> _Text block_:
Aria leighensis
- Conservation status: Endangered (IUCN 3.1)

Scientific classification
- Kingdom: Plantae
- Clade: Embryophytes
- Clade: Tracheophytes
- Clade: Spermatophytes
- Clade: Angiosperms
- Clade: Eudicots
- Clade: Rosids
- Order: Rosales
- Family: Rosaceae
- Genus: Aria
- Species: A. leighensis
- Binomial name: Aria leighensis (T.C.G.Rich) Sennikov & Kurtto
- Synonyms: Pyrus leighensis (T.C.G.Rich) M.F.Fay & Christenh.; Sorbus leighensis T.C.G.Rich;

= Aria leighensis =

- Authority: (T.C.G.Rich) Sennikov & Kurtto
- Conservation status: EN
- Synonyms: Pyrus leighensis (T.C.G.Rich) M.F.Fay & Christenh., Sorbus leighensis T.C.G.Rich

Species of flowering plant

Aria leighensis, commonly known as Leigh Woods whitebeam, is a rare species of whitebeam, a flowering plant in the rose family Rosaceae. It is named after Leigh Woods in the Avon Gorge, where it is known. DNA analysis in the 2000s classified it as a triploid apomict from A. edulis × A. porrigentiformis.

==Description==
Aria leighensis is a small tree or shrub reaching a height of 10 m. Like other species of whitebeams, the upper surface of the leaf is a light green, while the underside is white or greyish white. Leaves are obovate, and range from 7–10.5 cm long and 5–7 cm wide.

> _Recorded information_:
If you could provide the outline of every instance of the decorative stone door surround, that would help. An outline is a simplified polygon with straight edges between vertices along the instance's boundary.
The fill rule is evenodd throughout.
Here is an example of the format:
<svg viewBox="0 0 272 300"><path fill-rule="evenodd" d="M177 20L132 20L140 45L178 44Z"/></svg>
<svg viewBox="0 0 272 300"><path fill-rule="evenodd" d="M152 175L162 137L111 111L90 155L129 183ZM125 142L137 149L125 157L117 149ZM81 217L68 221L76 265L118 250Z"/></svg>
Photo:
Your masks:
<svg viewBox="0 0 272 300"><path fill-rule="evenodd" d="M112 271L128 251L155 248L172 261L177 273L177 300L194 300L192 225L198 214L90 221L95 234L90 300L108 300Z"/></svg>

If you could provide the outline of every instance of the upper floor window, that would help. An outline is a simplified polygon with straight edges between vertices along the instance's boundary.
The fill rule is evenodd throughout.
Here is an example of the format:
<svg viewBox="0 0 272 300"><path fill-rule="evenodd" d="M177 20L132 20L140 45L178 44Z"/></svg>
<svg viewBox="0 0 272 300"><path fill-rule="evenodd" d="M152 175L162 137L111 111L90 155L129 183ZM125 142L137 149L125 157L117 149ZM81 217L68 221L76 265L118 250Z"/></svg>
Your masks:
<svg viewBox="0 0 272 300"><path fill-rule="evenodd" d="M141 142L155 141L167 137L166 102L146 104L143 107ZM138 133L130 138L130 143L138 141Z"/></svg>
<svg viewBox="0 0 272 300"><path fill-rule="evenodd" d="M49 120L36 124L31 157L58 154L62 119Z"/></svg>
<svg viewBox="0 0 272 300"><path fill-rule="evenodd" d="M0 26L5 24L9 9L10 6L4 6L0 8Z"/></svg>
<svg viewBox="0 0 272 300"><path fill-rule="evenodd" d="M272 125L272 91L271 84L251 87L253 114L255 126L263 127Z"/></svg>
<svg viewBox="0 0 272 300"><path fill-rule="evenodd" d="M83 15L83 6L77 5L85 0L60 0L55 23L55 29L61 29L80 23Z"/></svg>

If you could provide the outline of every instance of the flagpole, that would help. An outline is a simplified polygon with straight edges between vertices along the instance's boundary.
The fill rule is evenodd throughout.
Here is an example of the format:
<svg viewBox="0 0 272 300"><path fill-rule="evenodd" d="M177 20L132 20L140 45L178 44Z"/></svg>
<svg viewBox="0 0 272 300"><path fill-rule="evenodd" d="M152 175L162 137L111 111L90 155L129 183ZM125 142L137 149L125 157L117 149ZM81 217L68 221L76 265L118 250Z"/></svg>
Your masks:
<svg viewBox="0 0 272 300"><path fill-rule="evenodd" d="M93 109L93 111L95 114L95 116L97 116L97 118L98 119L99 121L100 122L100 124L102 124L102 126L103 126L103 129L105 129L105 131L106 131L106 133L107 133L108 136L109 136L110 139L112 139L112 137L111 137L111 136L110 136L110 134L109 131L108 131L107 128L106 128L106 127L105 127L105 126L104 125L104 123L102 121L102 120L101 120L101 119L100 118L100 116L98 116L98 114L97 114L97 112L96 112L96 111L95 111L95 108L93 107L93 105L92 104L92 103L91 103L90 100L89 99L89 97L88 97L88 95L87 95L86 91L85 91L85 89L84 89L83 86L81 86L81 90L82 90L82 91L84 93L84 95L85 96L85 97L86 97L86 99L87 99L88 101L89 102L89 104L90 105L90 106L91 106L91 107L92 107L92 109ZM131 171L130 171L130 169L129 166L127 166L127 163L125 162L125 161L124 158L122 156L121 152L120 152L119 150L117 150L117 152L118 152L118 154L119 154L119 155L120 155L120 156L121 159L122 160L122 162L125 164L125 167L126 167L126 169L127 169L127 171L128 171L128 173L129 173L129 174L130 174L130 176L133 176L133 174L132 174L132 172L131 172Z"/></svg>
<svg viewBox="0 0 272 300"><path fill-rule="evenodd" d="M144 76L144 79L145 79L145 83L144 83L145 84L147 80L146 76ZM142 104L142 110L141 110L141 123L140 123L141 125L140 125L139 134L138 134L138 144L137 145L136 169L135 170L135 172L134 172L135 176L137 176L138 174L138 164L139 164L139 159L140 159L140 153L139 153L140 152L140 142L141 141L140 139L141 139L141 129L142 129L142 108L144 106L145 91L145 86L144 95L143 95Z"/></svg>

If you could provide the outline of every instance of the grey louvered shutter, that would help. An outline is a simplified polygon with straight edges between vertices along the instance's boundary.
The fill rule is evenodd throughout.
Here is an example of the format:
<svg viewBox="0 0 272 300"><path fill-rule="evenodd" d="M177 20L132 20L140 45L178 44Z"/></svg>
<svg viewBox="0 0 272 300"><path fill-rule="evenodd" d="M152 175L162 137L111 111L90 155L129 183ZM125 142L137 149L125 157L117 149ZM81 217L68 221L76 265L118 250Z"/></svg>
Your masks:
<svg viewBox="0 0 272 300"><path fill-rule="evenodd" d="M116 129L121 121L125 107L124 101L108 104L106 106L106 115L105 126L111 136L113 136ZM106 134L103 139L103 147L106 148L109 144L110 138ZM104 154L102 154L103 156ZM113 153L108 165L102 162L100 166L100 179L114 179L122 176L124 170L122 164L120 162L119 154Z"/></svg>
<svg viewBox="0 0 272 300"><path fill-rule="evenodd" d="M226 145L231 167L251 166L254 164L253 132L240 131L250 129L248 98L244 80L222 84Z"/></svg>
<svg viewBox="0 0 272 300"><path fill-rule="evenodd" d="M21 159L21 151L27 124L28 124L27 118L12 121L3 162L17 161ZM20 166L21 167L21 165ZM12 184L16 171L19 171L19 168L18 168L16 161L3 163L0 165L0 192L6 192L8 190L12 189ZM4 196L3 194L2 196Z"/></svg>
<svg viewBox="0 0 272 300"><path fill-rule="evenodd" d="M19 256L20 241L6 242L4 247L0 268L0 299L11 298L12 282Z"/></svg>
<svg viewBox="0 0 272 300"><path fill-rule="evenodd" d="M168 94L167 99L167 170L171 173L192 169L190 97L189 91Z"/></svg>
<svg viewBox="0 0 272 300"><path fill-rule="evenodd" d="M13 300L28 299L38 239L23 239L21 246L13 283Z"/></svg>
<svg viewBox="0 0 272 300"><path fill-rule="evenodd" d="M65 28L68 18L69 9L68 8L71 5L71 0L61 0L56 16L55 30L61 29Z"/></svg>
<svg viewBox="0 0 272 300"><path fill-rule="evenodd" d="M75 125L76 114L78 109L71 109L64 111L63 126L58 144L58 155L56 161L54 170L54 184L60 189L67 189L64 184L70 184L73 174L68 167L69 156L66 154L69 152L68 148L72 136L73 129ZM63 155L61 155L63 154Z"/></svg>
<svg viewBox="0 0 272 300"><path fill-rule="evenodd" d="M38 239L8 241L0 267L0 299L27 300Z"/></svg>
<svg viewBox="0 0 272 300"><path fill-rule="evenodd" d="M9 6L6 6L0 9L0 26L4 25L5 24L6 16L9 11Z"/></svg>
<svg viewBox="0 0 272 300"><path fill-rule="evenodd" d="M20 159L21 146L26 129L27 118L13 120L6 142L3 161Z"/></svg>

> _Set of tasks_:
**1)** According to the text on the Leigh Woods whitebeam, what height can this tree or shrub reach?
**2)** Transcribe the stretch of the Leigh Woods whitebeam text from "- Authority: (T.C.G.Rich)" through "5–7 cm wide.".

> _Solution set_:
**1)** 10 m.

**2)**
- Authority: (T.C.G.Rich) Sennikov & Kurtto
- Conservation status: EN
- Synonyms: Pyrus leighensis (T.C.G.Rich) M.F.Fay & Christenh., Sorbus leighensis T.C.G.Rich

Species of flowering plant

Aria leighensis, commonly known as Leigh Woods whitebeam, is a rare species of whitebeam, a flowering plant in the rose family Rosaceae. It is named after Leigh Woods in the Avon Gorge, where it is known. DNA analysis in the 2000s classified it as a triploid apomict from A. edulis × A. porrigentiformis.

==Description==
Aria leighensis is a small tree or shrub reaching a height of 10 m. Like other species of whitebeams, the upper surface of the leaf is a light green, while the underside is white or greyish white. Leaves are obovate, and range from 7–10.5 cm long and 5–7 cm wide.